→ **Page excerpt**:
####
SUMMARY OF THE INVENTION
[0005] In view of the foregoing disadvantages inherent in the prior art, the general purpose of the present disclosure is to provide leaf disease detection system, to include all advantages of the prior art, and to overcome the drawbacks inherent in the prior art.
[0006] Some of the objects of the present disclosure, which at least one embodiment herein satisfies, are as follows:
[0007] An object of the present disclosure is to ameliorate one or more problems of the prior art or to at least provide a useful alternative. An object of the present disclosure is to provide a leaf disease detection system.
[0008] Another object of the present disclosure is to provide a leaf disease detection system that is capable of providing an advanced solution for detecting diseases in plant leaves, enhancing early identification of potential health issues in crops.
[0009] Another object of the present disclosure is to provide a leaf disease detection system that is capable of improving the accuracy of plant health assessment by utilizing systematic analysis methods that go beyond traditional manual observation.
[0010] Another object of the present disclosure is to provide a leaf disease detection system that is capable of offering an automated, scalable approach suitable for large-scale agricultural operations, minimizing the need for human intervention.
[0011] Another object of the present disclosure is to provide a leaf disease detection system that is capable of supporting real-time analysis for prompt feedback on plant health, helping farmers make informed decisions on disease management and crop treatment.
[0012] Yet another object of the present disclosure is to provide a leaf disease detection system that is capable of generating comprehensive health reports, including insights into disease location and severity, to better guide crop maintenance practices.
[0013] Other objects and advantages of the present disclosure will be more apparent from the following description, which is not intended to limit the scope of the present disclosure.
[0014] In view of the above objects, in one aspect, the current disclosure provides a leaf disease detection system that is a robust and novel phishing-resistant authentication tool.
[0015] The leaf disease detection system of the present disclosure facilitates an input module with a high-resolution camera and multiple sensors to capture both visible and infrared images of leaves. Then a pre-processing unit enhances the images by applying histogram equalization and adaptive contrast techniques for clearer visuals. Following this, a segmentation unit divides the images based on texture and color, utilizing the BIRCH clustering technique for effective region separation. Further, an AI module analyzes the segmented images, extracting features like color, pixel details, and patterns (such as CSLTP and CSLDP) for disease identification. The AI module then trains an AI model with the extracted features and applies the trained model to detect diseases in real-time. The AI model classifies the specific disease type, provides immediate feedback, and generates a comprehensive report, covering the location and severity of the disease. Furthermore, in order to optimize performance, the AI module includes evaluation mechanisms using both parametric and non-parametric analyses, as well as a self-upgraded honey badger optimization (SUHBO) model, enhancing detection accuracy and system responsiveness.
####
→ **Exercise instructions**:
A. Write down the stretch of the invention summary from "[0006] Some of" through "issues in crops.".
B. In the invention summary, which clustering technique does the segmentation unit use to separate image regions?
Answer from the invention summary alone, using nothing from the items.
####
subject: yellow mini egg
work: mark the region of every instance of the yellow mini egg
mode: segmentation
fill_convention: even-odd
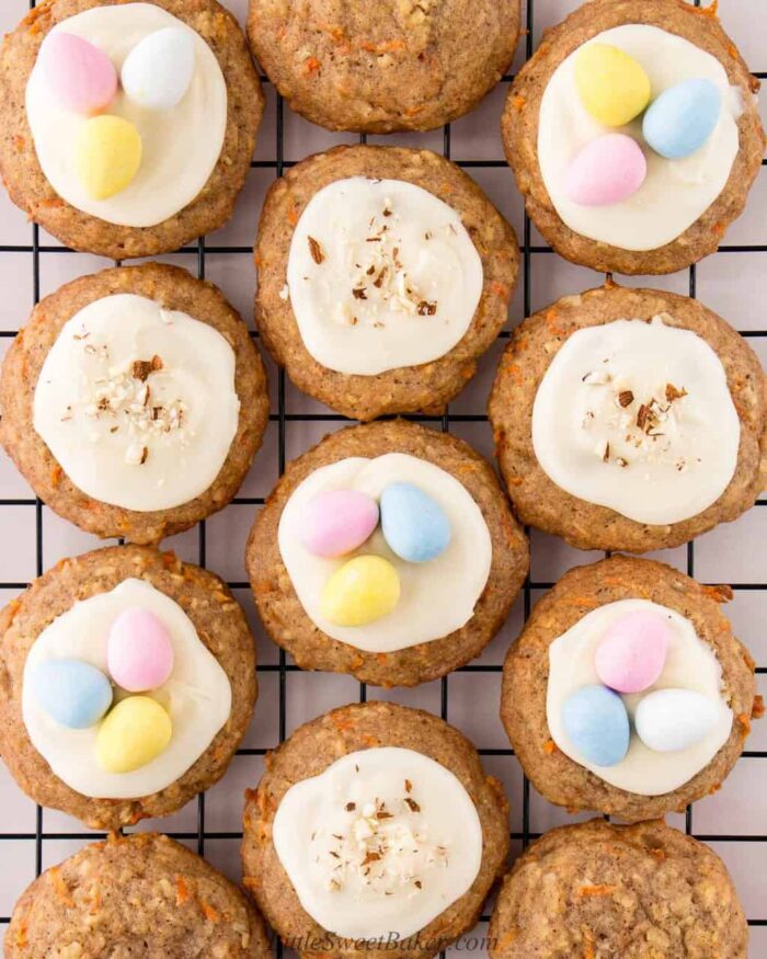
[[[650,78],[618,47],[588,44],[575,57],[575,85],[581,102],[605,126],[623,126],[650,103]]]
[[[93,199],[106,199],[130,184],[141,165],[141,136],[122,116],[94,116],[78,130],[77,175]]]
[[[168,747],[173,727],[149,696],[128,696],[110,712],[96,735],[96,758],[107,773],[133,773]]]
[[[357,556],[325,583],[320,612],[335,626],[365,626],[388,616],[400,598],[397,570],[380,556]]]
####
→ **Answers to each task**:
A.
[0006] Some of the objects of the present disclosure, which at least one embodiment herein satisfies, are as follows:
[0007] An object of the present disclosure is to ameliorate one or more problems of the prior art or to at least provide a useful alternative. An object of the present disclosure is to provide a leaf disease detection system.
[0008] Another object of the present disclosure is to provide a leaf disease detection system that is capable of providing an advanced solution for detecting diseases in plant leaves, enhancing early identification of potential health issues in crops.

B. The BIRCH clustering technique.